● **What is expected**:
Return verbatim the lines of the listing below, from the line containing "Tag every instance of the gilbert" through the line containing "pixel 1050 411", both ends included, and output nothing else.

● **Data provided**:
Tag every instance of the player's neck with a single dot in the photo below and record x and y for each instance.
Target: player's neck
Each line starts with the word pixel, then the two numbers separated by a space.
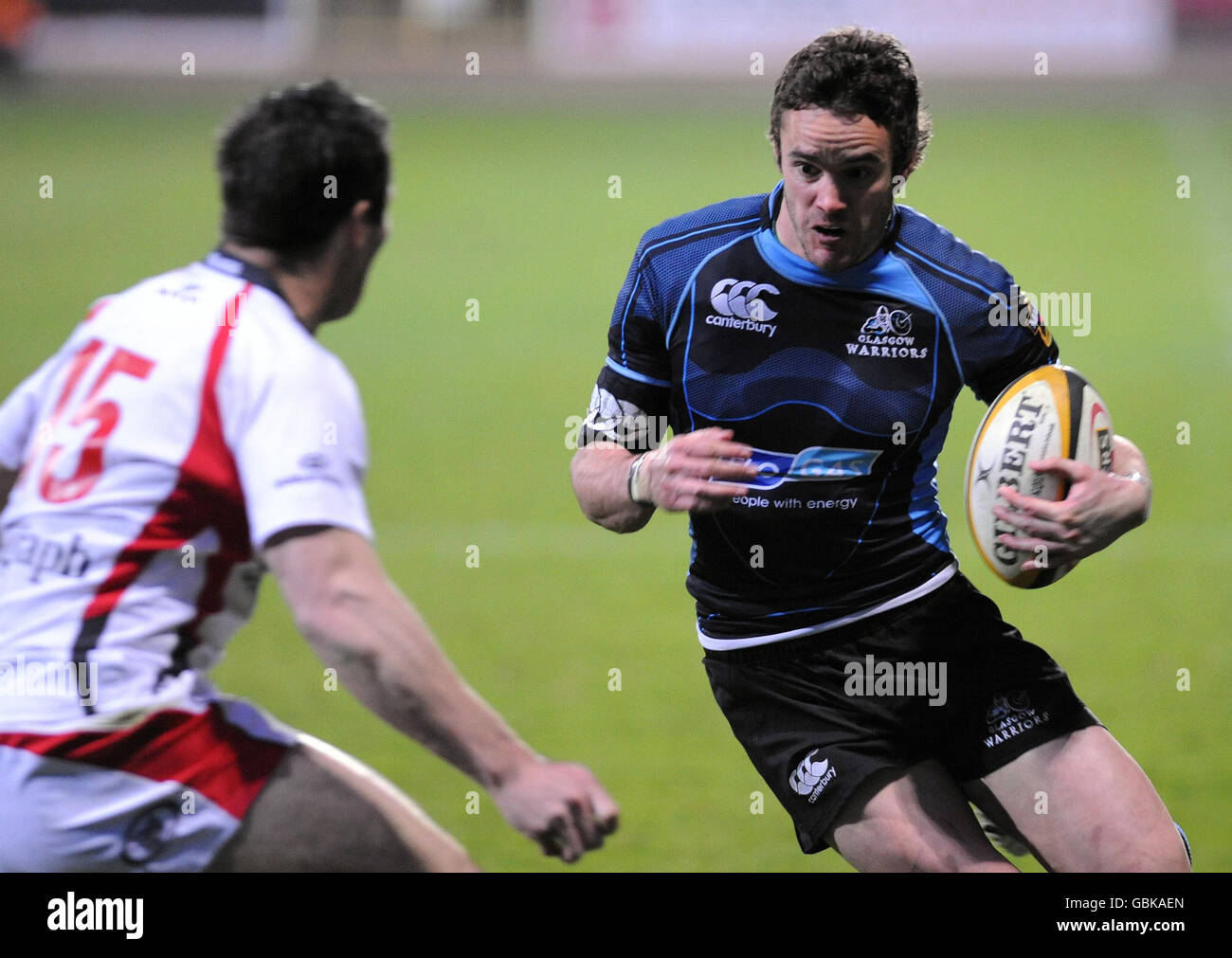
pixel 306 290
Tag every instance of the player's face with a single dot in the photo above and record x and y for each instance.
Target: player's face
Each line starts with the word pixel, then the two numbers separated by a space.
pixel 837 188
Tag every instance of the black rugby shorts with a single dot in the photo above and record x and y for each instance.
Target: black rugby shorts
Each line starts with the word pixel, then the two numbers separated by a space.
pixel 943 678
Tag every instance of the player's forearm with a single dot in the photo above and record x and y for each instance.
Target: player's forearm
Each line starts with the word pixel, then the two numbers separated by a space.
pixel 600 481
pixel 387 657
pixel 1129 461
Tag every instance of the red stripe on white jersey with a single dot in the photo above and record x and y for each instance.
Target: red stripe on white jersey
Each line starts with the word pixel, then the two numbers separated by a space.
pixel 208 493
pixel 204 751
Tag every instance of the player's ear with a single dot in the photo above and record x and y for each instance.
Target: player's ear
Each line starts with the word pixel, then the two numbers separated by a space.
pixel 358 223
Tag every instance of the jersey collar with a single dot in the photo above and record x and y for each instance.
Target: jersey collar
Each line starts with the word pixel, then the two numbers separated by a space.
pixel 233 266
pixel 801 270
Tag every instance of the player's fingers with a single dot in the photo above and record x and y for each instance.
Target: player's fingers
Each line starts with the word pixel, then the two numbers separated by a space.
pixel 694 493
pixel 566 842
pixel 1030 505
pixel 721 469
pixel 1068 468
pixel 714 441
pixel 1031 525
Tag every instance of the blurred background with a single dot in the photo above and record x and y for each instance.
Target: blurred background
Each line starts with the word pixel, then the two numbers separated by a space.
pixel 1088 147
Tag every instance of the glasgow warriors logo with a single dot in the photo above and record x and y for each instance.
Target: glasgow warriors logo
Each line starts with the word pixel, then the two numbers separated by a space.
pixel 885 323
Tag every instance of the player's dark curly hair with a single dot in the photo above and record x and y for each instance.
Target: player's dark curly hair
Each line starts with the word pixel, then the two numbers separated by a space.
pixel 855 72
pixel 274 160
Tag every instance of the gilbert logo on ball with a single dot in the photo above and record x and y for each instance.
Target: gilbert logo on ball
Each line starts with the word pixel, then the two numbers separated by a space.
pixel 1050 411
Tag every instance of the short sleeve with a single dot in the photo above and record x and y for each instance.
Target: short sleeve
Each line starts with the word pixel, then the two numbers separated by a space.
pixel 297 434
pixel 1002 341
pixel 635 382
pixel 19 415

● **Task output**:
Tag every instance of the gilbert logo on ball with a single dot in the photo above and record x and y for each instance.
Target: gilbert logo on ball
Each line starts with the word pixel, then the two numbers separated by a space.
pixel 1050 411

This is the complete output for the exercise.